* _PAGE EXTRACT_
————————
As a Black American woman growing up in Mobile, Alabama, Weddle remembers becoming interested in her West African heritage upon learning about her family's ties to the historic community of Africatown. Just north of Mobile, Africatown was founded in 1872 by formerly enslaved people smuggled to the U.S. on the Clotilda.
As an adult, she proudly traced her DNA to Guinea Bissau, Nigeria, and Cameroon. Weddle has routinely sought out West African restaurants, first in Houston in the 1990s, then later in Georgia. When Le Nouveau Maquis opened in 2014, she would drive four hours from Savannah to Stone Mountain to get okra and fufu.
“Every chance I get, I try to drive there,” she said. “I won’t visit family, I’ll [go] there, and I will find a way to pack some food, to get it back.”
In recent years, more Black Americans have followed in Weddle’s footsteps toward West African cuisine, a path that in greater Atlanta leads to Le Nouveau Maquis. Media moments like the fufu challenge on TikTok and the Black Panther movies have brought more Black Americans to the restaurant, many of them trying West African food for the first time.
And while the mother-daughter duo behind the restaurant is thankful for the expanding customer base, their original focus was to serve West African immigrants, providing the comfort food they miss from home.
————————
* _DATA SHOWN_

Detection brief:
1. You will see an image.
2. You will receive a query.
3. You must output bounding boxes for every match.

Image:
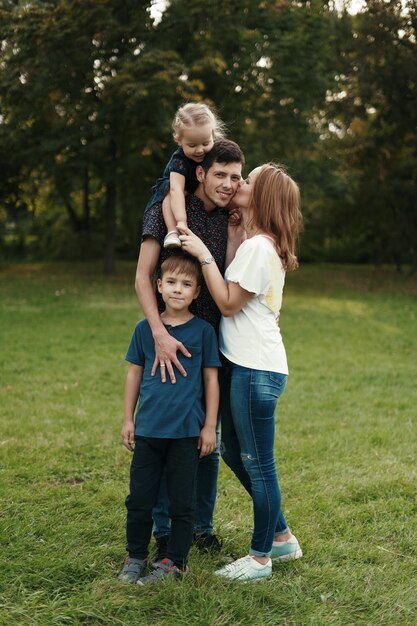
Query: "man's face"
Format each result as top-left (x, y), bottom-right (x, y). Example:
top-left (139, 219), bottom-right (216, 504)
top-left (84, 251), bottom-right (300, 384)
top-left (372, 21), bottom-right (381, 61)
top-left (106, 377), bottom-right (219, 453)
top-left (195, 161), bottom-right (242, 209)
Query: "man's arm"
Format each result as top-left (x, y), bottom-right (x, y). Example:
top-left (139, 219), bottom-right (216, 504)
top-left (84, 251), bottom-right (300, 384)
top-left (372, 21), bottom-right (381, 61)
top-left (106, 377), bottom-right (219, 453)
top-left (135, 237), bottom-right (191, 383)
top-left (225, 210), bottom-right (246, 269)
top-left (198, 367), bottom-right (220, 457)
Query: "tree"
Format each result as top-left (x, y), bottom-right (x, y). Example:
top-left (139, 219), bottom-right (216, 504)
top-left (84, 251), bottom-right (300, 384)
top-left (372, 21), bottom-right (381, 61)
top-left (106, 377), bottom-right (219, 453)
top-left (0, 0), bottom-right (184, 272)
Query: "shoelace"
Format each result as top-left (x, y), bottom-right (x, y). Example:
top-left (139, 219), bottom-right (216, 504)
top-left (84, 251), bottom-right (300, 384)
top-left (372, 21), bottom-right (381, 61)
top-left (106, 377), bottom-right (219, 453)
top-left (219, 556), bottom-right (253, 573)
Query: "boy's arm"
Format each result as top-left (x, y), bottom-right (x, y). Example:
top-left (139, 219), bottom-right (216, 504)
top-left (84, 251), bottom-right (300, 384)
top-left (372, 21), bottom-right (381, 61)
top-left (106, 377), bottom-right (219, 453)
top-left (135, 237), bottom-right (191, 383)
top-left (122, 363), bottom-right (143, 452)
top-left (198, 367), bottom-right (220, 458)
top-left (169, 172), bottom-right (187, 228)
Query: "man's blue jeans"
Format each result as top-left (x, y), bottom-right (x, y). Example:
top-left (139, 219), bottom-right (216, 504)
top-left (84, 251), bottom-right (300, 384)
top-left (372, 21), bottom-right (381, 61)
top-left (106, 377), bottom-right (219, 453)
top-left (220, 359), bottom-right (288, 556)
top-left (152, 426), bottom-right (220, 538)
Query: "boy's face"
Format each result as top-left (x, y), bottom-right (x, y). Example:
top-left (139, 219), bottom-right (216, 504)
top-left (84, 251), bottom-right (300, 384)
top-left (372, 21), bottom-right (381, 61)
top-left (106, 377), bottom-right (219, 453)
top-left (157, 271), bottom-right (200, 312)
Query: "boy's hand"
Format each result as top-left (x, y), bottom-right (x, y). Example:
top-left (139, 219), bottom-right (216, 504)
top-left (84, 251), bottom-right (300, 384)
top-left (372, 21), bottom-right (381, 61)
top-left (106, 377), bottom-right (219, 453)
————————
* _WORK INSTRUCTIONS_
1. Decide whether each statement agrees with the Le Nouveau Maquis passage. For each, answer yes or no and quote the deciding words. (a) Africatown was founded in 1872. (b) The restaurant was originally meant to serve Black Americans trying West African food for the first time. (c) Weddle traced her DNA to Ghana.
2. Extract the part of the Le Nouveau Maquis passage starting at "In recent years, more" and ending at "miss from home.", copying it word for word.
The records have no connection to the Le Nouveau Maquis passage.

* _ANSWERS TO THE TASKS_
1.
(a) Yes: "Africatown was founded in 1872 by formerly enslaved people smuggled to the U.S. on the Clotilda."
(b) No: "their original focus was to serve West African immigrants, providing the comfort food they miss from home."
(c) No: "she proudly traced her DNA to Guinea Bissau, Nigeria, and Cameroon."

2.
In recent years, more Black Americans have followed in Weddle’s footsteps toward West African cuisine, a path that in greater Atlanta leads to Le Nouveau Maquis. Media moments like the fufu challenge on TikTok and the Black Panther movies have brought more Black Americans to the restaurant, many of them trying West African food for the first time.
And while the mother-daughter duo behind the restaurant is thankful for the expanding customer base, their original focus was to serve West African immigrants, providing the comfort food they miss from home.